(Items from a dataset)
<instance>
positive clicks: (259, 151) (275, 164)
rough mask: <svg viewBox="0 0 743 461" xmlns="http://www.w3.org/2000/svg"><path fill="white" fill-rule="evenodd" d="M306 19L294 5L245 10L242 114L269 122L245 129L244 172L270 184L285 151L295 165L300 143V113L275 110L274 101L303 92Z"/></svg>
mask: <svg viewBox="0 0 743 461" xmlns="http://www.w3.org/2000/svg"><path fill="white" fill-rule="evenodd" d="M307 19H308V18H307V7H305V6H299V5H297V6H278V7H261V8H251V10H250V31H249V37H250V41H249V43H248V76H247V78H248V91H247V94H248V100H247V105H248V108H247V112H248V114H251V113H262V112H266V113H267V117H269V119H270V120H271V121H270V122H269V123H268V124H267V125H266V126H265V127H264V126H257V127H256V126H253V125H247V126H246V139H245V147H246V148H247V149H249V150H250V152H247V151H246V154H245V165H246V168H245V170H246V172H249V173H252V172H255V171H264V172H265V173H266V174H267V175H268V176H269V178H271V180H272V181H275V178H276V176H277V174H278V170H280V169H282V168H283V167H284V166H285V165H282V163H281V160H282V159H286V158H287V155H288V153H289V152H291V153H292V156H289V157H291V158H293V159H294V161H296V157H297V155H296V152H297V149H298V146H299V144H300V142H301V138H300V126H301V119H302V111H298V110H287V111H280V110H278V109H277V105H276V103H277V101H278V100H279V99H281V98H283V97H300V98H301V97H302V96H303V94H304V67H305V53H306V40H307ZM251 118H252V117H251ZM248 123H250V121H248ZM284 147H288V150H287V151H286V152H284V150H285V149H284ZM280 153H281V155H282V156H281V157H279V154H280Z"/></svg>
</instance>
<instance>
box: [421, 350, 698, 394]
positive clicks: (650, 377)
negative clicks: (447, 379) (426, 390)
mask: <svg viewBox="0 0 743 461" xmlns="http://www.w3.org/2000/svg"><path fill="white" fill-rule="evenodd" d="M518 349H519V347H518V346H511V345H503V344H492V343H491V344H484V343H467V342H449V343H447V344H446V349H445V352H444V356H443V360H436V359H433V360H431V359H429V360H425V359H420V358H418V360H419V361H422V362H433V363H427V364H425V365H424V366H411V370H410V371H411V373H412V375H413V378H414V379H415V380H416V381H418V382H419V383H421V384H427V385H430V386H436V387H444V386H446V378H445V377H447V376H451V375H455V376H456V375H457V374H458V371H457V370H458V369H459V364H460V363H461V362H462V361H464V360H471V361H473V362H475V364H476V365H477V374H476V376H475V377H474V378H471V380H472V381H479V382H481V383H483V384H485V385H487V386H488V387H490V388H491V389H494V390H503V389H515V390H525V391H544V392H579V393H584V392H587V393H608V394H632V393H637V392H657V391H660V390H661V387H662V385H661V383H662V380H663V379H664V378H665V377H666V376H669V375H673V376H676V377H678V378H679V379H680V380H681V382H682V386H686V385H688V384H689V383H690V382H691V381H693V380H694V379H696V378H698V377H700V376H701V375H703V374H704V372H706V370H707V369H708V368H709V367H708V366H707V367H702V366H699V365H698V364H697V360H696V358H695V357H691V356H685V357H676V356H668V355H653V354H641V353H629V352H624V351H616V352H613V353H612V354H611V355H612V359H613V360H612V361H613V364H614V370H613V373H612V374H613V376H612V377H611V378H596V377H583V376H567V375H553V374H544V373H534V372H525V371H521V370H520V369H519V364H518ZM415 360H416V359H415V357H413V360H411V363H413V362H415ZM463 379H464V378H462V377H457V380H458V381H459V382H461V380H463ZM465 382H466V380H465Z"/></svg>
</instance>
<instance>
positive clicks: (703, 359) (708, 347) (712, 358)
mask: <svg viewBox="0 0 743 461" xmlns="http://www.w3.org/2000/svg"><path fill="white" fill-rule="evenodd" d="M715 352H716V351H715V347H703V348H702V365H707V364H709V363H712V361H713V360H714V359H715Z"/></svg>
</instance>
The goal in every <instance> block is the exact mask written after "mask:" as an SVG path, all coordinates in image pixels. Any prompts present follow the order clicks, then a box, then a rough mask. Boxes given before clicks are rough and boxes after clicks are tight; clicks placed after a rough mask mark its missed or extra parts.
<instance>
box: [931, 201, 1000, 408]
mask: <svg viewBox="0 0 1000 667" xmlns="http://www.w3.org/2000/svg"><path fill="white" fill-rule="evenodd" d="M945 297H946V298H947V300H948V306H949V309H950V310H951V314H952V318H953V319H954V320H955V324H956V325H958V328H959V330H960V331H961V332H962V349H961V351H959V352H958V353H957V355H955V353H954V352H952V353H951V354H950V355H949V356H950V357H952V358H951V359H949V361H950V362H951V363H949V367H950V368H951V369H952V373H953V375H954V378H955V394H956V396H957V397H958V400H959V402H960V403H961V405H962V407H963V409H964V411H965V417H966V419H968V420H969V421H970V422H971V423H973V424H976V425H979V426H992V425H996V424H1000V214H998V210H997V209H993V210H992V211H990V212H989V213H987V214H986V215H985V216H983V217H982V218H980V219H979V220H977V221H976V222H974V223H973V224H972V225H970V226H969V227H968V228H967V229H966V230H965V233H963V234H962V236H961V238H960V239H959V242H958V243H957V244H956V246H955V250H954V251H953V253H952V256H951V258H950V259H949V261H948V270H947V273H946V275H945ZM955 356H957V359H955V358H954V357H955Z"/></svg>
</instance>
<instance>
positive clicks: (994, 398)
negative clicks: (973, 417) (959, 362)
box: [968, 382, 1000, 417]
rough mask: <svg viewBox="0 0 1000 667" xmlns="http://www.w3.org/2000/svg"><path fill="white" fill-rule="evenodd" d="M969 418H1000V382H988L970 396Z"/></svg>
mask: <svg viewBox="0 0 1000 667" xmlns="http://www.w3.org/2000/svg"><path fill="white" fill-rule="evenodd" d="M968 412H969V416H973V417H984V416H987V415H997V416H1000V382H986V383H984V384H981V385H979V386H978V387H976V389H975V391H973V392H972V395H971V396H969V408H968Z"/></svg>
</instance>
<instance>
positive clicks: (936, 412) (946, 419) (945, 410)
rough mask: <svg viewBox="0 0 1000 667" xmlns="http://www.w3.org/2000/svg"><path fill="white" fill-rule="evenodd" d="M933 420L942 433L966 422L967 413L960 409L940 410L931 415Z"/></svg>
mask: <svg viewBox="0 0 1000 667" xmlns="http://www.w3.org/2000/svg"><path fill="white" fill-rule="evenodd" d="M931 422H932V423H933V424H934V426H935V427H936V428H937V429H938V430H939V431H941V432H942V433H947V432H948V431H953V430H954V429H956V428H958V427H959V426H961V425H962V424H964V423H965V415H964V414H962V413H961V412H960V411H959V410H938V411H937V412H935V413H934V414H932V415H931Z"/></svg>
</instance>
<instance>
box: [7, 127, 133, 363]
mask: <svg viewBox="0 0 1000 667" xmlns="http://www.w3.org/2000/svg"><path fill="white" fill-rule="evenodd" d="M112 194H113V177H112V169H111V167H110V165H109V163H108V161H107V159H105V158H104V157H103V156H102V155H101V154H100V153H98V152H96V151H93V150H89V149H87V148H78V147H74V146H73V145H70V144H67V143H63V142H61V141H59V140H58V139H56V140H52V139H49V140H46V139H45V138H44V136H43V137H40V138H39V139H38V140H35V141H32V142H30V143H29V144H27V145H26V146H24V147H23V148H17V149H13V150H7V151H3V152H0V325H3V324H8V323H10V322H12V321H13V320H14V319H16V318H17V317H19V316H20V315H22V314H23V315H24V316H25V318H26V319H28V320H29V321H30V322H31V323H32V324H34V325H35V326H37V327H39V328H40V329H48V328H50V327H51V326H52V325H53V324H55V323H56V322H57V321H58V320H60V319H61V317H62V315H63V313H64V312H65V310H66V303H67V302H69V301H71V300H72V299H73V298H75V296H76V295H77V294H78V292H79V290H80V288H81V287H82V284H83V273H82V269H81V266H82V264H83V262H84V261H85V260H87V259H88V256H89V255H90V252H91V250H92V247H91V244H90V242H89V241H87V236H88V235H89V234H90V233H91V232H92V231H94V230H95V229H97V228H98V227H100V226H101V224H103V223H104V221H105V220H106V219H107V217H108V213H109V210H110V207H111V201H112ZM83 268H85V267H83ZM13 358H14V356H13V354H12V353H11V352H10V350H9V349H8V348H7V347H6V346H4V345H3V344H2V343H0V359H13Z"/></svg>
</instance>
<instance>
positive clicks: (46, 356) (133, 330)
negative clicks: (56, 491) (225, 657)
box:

ACTIVITY: In the entries above, find the line with "19L294 5L245 10L242" and the line with "positive clicks: (650, 377)", then restate word for word both of them and every line between, with nothing more.

WRITTEN SOLUTION:
rough mask: <svg viewBox="0 0 743 461" xmlns="http://www.w3.org/2000/svg"><path fill="white" fill-rule="evenodd" d="M306 19L294 5L245 10L242 114L269 122L245 129L244 172L270 184L285 151L295 165L300 143V113L275 110L274 101L303 92Z"/></svg>
mask: <svg viewBox="0 0 743 461" xmlns="http://www.w3.org/2000/svg"><path fill="white" fill-rule="evenodd" d="M307 19H308V18H307V7H305V6H299V5H297V6H278V7H261V8H251V10H250V31H249V37H250V41H249V43H248V76H247V78H248V91H247V94H248V100H247V105H248V108H247V112H248V114H251V113H262V112H266V113H267V117H269V119H270V120H271V121H270V122H269V123H268V124H267V125H266V126H265V127H264V126H257V127H256V126H253V125H247V126H246V139H245V147H246V148H247V149H249V150H250V152H247V151H246V154H245V165H246V168H245V170H246V172H249V173H252V172H255V171H264V172H265V173H266V174H267V175H268V176H269V178H271V180H272V181H275V178H276V176H277V174H278V170H280V169H282V168H283V167H284V166H285V165H282V163H281V160H282V159H286V158H287V155H288V153H289V152H291V153H292V156H289V157H291V158H293V159H294V161H296V157H297V155H296V152H297V149H298V146H299V144H300V142H301V138H300V126H301V119H302V111H298V110H287V111H280V110H278V109H277V105H276V103H277V101H278V100H279V99H281V98H283V97H300V98H301V97H302V96H303V94H304V67H305V53H306V40H307ZM251 118H252V117H251ZM248 123H250V121H248ZM284 147H288V150H287V151H286V152H284V150H285V149H284ZM280 153H281V155H282V156H281V157H279V154H280Z"/></svg>
</instance>
<instance>
box: [421, 350, 698, 394]
positive clicks: (650, 377)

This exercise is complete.